Latihan Tertulis A:
Tuliskan dalam bentuk daftar bernomor baris-baris catatan dari baris pertama catatan hingga baris yang memuat "0 174 L 308", termasuk kedua baris batas tersebut. Lewati baris kosong.

____ Teks Bacaan

4th Class review: Sulitnya Menaklukan Engkau!



4th Class review
Sulitnya Menaklukan Engkau!
(By: Fitria Dewi)
Menulis bukanlah sesuatu yang mudah, sepertinnya pernyataan itu sangat benar sekali adanya.  Menulis bukanlah sesuatu yang mudah, jika kita tidak berusaha melatih dirikta agar pandai untuk menulis.   Selain itu, dalam menulis kita juga hurus pandai-pandai menuangkan ide-ide yang kita miliki dan tidak lupa pula, kita harus pandai-pandai melihat akan kearah manakah tulisan kta itu dilabuhkan.

Jangan sampai ketika kita menulis, kita merasa kebingungan dengan arah yang akan kita tuju dengan tulisan kita tersebut, bisa-bisa kita akan salah melabuhkannya.  Apalagi ketika kita sedang mengkritik sebuah teks, kita harus benar-benar mengerti maksud dan tujuan dari teks tersebut.  Seperti yang terjadi pada saya dan teman-teman saat mengkritik sebuah teks karya Prof. A. Alwasilah minggu lalu.
Pada minggu lalu, ketika saya di suruh untuk sebuah teks mengkritik sebuah teks karya bapak Prof. A. Chaedar Alwasilah yang berjudul “Wacana Kelas Untuk Memupuk Kerukunan Beragama”, seharusnya penjelasan yang saya paparkan itu mengenai Classroom Discourse, tapi saya malah lebih banyak membahas mengenai sistem pendidikan di Indonesia.  Sebenarnya materi yang saya paparkan dari tugas critical review itu, tidak melenceng jauh sekali karena dalam pemaparan tersebut saya membahas mengenai bagaimana cara mengajarkan toleransi beragama dilingkungan sekolah.

________

Latihan Tertulis B:
Menurut teks bacaan, apa judul teks karya Prof. A. Chaedar Alwasilah yang dikritik minggu lalu?

____ Data yang Diberikan

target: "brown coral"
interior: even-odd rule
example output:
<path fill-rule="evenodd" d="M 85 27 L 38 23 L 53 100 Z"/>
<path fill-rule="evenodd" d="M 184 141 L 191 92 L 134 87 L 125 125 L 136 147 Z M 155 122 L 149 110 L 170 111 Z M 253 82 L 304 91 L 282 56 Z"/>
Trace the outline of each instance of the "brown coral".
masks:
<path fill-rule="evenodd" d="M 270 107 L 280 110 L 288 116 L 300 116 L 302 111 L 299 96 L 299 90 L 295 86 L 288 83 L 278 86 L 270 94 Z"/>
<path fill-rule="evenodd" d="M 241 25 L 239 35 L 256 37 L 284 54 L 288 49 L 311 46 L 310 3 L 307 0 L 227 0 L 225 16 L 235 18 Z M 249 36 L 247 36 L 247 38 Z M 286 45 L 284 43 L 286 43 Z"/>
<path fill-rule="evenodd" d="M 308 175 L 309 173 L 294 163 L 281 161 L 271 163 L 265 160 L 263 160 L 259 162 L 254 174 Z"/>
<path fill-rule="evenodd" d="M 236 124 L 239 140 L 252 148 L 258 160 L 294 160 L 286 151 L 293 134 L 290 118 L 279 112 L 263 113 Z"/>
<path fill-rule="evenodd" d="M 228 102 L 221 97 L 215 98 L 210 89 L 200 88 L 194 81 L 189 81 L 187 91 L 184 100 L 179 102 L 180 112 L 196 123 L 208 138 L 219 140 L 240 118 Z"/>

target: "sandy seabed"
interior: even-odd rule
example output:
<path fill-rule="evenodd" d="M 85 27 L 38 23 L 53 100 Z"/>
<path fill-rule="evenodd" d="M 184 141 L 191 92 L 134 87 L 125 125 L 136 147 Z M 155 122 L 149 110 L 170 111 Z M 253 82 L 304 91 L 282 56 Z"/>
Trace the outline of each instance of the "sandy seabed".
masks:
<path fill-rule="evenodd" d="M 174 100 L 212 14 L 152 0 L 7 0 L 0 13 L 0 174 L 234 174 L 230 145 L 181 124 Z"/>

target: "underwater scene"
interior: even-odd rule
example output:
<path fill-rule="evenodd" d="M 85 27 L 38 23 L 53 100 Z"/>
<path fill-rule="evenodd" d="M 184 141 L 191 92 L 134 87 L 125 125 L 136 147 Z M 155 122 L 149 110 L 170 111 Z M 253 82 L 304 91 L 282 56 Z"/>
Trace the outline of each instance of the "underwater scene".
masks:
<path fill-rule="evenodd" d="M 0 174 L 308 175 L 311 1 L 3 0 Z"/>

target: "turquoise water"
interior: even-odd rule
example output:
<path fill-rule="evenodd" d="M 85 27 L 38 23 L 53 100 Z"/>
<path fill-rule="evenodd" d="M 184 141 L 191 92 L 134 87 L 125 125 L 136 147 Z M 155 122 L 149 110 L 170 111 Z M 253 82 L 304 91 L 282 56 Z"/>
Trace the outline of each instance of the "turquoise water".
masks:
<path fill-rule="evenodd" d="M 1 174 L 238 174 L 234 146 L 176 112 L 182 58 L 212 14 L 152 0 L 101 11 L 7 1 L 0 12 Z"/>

________

Jawaban Benar A:
1. target: "brown coral"
2. interior: even-odd rule
3. example output:
4. <path fill-rule="evenodd" d="M 85 27 L 38 23 L 53 100 Z"/>
5. <path fill-rule="evenodd" d="M 184 141 L 191 92 L 134 87 L 125 125 L 136 147 Z M 155 122 L 149 110 L 170 111 Z M 253 82 L 304 91 L 282 56 Z"/>
6. Trace the outline of each instance of the "brown coral".
7. masks:
8. <path fill-rule="evenodd" d="M 270 107 L 280 110 L 288 116 L 300 116 L 302 111 L 299 96 L 299 90 L 295 86 L 288 83 L 278 86 L 270 94 Z"/>
9. <path fill-rule="evenodd" d="M 241 25 L 239 35 L 256 37 L 284 54 L 288 49 L 311 46 L 310 3 L 307 0 L 227 0 L 225 16 L 235 18 Z M 249 36 L 247 36 L 247 38 Z M 286 45 L 284 43 L 286 43 Z"/>
10. <path fill-rule="evenodd" d="M 308 175 L 309 173 L 294 163 L 281 161 L 271 163 L 265 160 L 263 160 L 259 162 L 254 174 Z"/>
11. <path fill-rule="evenodd" d="M 236 124 L 239 140 L 252 148 L 258 160 L 294 160 L 286 151 L 293 134 L 290 118 L 279 112 L 263 113 Z"/>
12. <path fill-rule="evenodd" d="M 228 102 L 221 97 L 215 98 L 210 89 L 200 88 L 194 81 L 189 81 L 187 91 L 184 100 L 179 102 L 180 112 L 196 123 L 208 138 L 219 140 L 240 118 Z"/>
13. target: "sandy seabed"
14. interior: even-odd rule
15. example output:
16. <path fill-rule="evenodd" d="M 85 27 L 38 23 L 53 100 Z"/>
17. <path fill-rule="evenodd" d="M 184 141 L 191 92 L 134 87 L 125 125 L 136 147 Z M 155 122 L 149 110 L 170 111 Z M 253 82 L 304 91 L 282 56 Z"/>
18. Trace the outline of each instance of the "sandy seabed".
19. masks:
20. <path fill-rule="evenodd" d="M 174 100 L 212 14 L 152 0 L 7 0 L 0 13 L 0 174 L 234 174 L 230 145 L 181 124 Z"/>
21. target: "underwater scene"
22. interior: even-odd rule
23. example output:
24. <path fill-rule="evenodd" d="M 85 27 L 38 23 L 53 100 Z"/>
25. <path fill-rule="evenodd" d="M 184 141 L 191 92 L 134 87 L 125 125 L 136 147 Z M 155 122 L 149 110 L 170 111 Z M 253 82 L 304 91 L 282 56 Z"/>
26. Trace the outline of each instance of the "underwater scene".
27. masks:
28. <path fill-rule="evenodd" d="M 0 174 L 308 175 L 311 1 L 3 0 Z"/>

Jawaban Benar B:
Judulnya "Wacana Kelas Untuk Memupuk Kerukunan Beragama".